Objetivo de la tarea - Cambia "guardiacárceles" por "carceleros" y reproduce el fragmento del texto sobre la cárcel de Rawson que comienza con "En la Siberia" y sigue hasta "Vaca Narvaja (Montoneros).".

Página -
El general Alejandro Agustín Lanusse había dado un golpe dentro del golpe para clavarse en la presidencia en 1971. La marea ascendente de la resistencia a la dictadura militar con organizaciones políticas, político-militares, sindicales y estudiantiles hacía crujir el presente. Y más todavía: temer por el futuro liberal-conservador. Para atar a la vaca había que enjaular hombres. Y el poder militar pensó en la Cárcel de Máxima Seguridad de Rawson, fundada en 1935, en la Patagonia rala y alejada de los centros urbanos donde subía la espuma de la rebelión.
En la Siberia argenta, con seis pabellones distribuidos en dos bloques paralelos conectados por un pasillo, con setenta guardiacárceles, una guardia de reserva, una compañía antiguerrillera de ciento veinte efectivos y la Base Naval Almirante Zar a 18 kilómetros, fugarse era un sueño congelado. Pero adentro comenzaron a pasar cosas que aún no sucedían afuera: los militantes pesados de las orgas guerrilleras, las marxistas Fuerzas Armadas Revolucionarias (FAR) y Ejército Revolucionario del Pueblo (ERP), tejían con los peronistas de Montoneros una circunstancial mesa política de la que saldría un comité de fuga que se integró con Marcos Osatinsky, Roberto Mario Santucho (ERP) y Fernando Vaca Narvaja (Montoneros).
Antiguos presos comunes, peligrosos chorros que jamás le habían esquivado al bulto, contaban la historia de un presidio inviolable. Pero los muchachos y muchachas que hacían del coraje a cara o ceca la prueba de su conciencia política se lanzaron. Pensaron aun en hacer un túnel que los depositara en el vacío sureño, pero abandonaron la iniciativa después de romper unas baldosas y comprobar las complejidades del suelo.

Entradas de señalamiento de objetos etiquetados
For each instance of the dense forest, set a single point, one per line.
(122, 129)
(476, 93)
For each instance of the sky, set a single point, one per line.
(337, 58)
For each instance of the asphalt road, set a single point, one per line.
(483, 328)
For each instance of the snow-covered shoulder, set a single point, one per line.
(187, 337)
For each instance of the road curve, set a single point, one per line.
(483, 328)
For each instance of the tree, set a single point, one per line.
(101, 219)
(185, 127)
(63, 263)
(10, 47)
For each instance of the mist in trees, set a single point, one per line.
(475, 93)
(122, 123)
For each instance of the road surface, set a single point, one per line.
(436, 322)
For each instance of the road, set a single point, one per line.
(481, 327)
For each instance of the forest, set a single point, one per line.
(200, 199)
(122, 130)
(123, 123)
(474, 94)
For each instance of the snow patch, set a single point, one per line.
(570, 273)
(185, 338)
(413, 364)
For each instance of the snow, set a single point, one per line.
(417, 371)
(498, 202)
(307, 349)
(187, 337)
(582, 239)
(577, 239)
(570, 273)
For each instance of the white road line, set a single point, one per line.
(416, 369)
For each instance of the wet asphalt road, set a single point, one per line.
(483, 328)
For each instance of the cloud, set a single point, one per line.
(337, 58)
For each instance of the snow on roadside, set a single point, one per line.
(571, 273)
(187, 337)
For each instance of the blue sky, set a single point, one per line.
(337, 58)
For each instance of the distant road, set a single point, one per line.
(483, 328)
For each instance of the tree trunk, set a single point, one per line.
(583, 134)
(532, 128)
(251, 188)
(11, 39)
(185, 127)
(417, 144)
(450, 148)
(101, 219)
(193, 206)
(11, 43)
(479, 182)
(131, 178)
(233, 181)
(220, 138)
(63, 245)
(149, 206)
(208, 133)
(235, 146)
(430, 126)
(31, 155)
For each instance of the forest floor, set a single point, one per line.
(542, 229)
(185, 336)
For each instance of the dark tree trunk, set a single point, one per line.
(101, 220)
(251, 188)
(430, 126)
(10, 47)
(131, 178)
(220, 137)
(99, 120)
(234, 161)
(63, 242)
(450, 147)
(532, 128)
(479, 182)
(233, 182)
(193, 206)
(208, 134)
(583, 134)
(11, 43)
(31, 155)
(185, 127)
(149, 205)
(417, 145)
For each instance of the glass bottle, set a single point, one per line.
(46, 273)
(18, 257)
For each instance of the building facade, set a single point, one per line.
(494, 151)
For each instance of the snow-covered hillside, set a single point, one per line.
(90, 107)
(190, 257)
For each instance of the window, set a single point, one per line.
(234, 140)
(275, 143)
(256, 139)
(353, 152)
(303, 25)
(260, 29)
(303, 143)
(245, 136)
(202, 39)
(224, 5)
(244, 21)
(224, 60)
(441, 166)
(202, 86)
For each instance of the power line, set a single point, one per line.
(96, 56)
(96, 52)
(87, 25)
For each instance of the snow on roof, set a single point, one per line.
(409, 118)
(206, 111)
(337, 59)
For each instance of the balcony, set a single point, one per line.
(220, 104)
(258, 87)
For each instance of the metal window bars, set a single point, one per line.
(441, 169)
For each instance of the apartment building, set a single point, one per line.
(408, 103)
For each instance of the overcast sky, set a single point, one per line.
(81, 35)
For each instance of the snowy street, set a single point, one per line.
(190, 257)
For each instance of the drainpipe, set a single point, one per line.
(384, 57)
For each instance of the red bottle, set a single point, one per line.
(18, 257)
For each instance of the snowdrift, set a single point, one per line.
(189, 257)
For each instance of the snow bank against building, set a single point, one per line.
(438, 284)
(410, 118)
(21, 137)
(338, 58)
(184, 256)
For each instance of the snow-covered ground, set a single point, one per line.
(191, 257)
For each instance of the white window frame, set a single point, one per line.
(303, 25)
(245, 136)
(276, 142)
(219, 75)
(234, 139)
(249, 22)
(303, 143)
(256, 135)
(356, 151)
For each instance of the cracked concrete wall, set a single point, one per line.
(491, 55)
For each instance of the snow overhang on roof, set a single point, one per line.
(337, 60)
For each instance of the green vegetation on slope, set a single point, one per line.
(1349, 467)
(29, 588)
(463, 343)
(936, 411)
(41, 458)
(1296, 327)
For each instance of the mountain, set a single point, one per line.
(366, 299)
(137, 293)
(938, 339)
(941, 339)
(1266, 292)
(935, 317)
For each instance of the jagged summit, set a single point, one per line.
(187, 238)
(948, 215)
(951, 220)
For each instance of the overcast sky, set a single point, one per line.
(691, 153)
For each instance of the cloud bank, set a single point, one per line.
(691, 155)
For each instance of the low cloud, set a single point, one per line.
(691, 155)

* * *

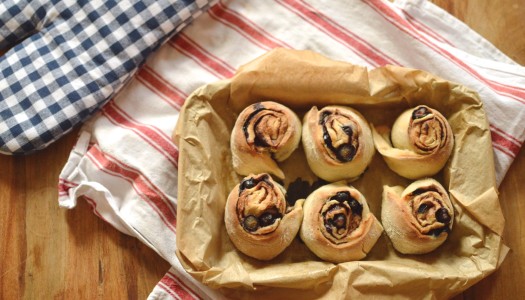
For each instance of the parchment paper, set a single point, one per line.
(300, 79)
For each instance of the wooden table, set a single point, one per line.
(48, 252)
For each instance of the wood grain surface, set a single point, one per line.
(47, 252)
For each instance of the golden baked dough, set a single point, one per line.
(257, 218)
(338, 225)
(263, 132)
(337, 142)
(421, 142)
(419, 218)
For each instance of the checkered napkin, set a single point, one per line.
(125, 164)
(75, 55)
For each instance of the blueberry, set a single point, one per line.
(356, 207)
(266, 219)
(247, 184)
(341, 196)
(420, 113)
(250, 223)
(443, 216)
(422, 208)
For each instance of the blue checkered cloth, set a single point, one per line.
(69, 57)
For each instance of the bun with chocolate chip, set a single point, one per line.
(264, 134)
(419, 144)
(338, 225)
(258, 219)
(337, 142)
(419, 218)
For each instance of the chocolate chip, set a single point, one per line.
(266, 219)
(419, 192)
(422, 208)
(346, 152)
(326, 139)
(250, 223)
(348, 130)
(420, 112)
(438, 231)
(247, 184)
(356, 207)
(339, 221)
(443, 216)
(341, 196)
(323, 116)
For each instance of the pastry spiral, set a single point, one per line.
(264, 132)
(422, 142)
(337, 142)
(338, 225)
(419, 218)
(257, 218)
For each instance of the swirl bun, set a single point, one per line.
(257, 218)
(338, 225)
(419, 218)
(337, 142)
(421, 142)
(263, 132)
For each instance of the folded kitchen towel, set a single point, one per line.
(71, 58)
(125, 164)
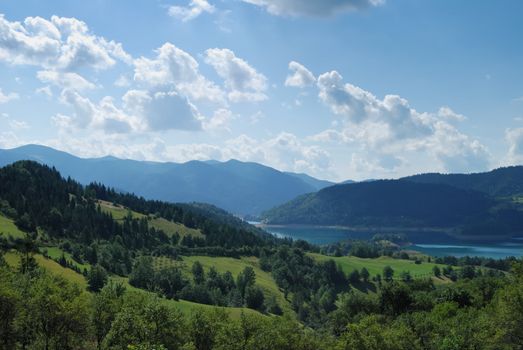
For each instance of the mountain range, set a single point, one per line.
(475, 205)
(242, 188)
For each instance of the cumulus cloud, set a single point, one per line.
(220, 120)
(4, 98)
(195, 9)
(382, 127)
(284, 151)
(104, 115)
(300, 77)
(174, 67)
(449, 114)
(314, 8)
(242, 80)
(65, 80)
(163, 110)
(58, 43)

Respuesta al ejercicio -
En la Siberia argenta, con seis pabellones distribuidos en dos bloques paralelos conectados por un pasillo, con setenta carceleros, una guardia de reserva, una compañía antiguerrillera de ciento veinte efectivos y la Base Naval Almirante Zar a 18 kilómetros, fugarse era un sueño congelado. Pero adentro comenzaron a pasar cosas que aún no sucedían afuera: los militantes pesados de las orgas guerrilleras, las marxistas Fuerzas Armadas Revolucionarias (FAR) y Ejército Revolucionario del Pueblo (ERP), tejían con los peronistas de Montoneros una circunstancial mesa política de la que saldría un comité de fuga que se integró con Marcos Osatinsky, Roberto Mario Santucho (ERP) y Fernando Vaca Narvaja (Montoneros).